# MATERIAL FOR THIS TASK
================================
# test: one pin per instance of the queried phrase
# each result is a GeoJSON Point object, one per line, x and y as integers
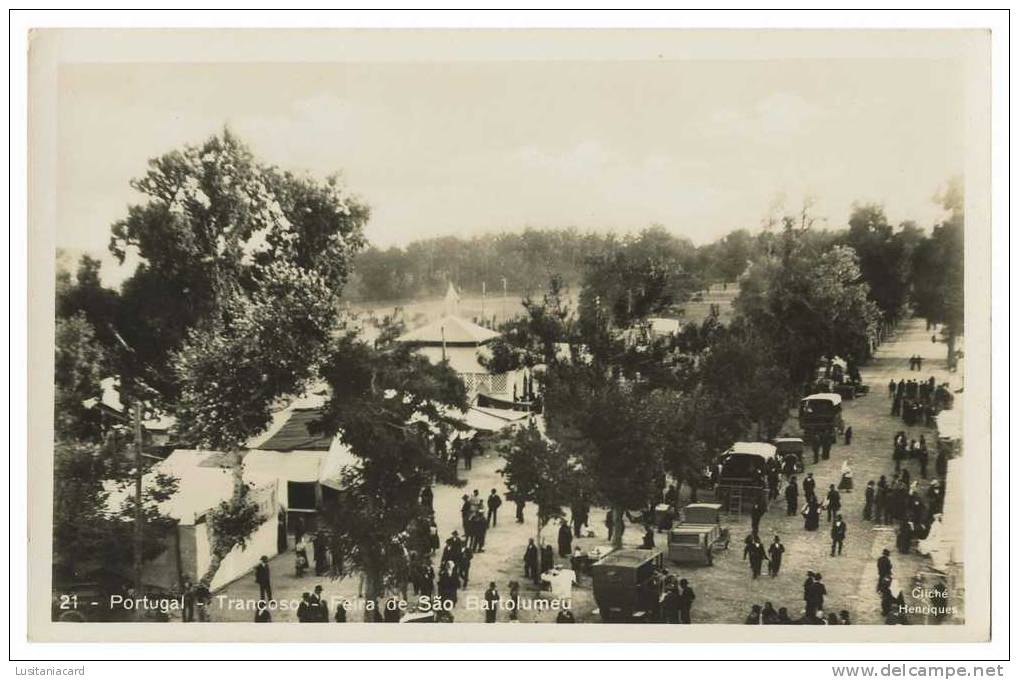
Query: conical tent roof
{"type": "Point", "coordinates": [451, 329]}
{"type": "Point", "coordinates": [451, 302]}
================================
# TO DO
From the line that contains "# each result" to the end of the material above, output every line exactly, both ends included, but leave out any pictures.

# TASK OUTPUT
# each result is a GeoJSON Point object, one per line, x and y as integers
Query: conical tent roof
{"type": "Point", "coordinates": [451, 329]}
{"type": "Point", "coordinates": [451, 302]}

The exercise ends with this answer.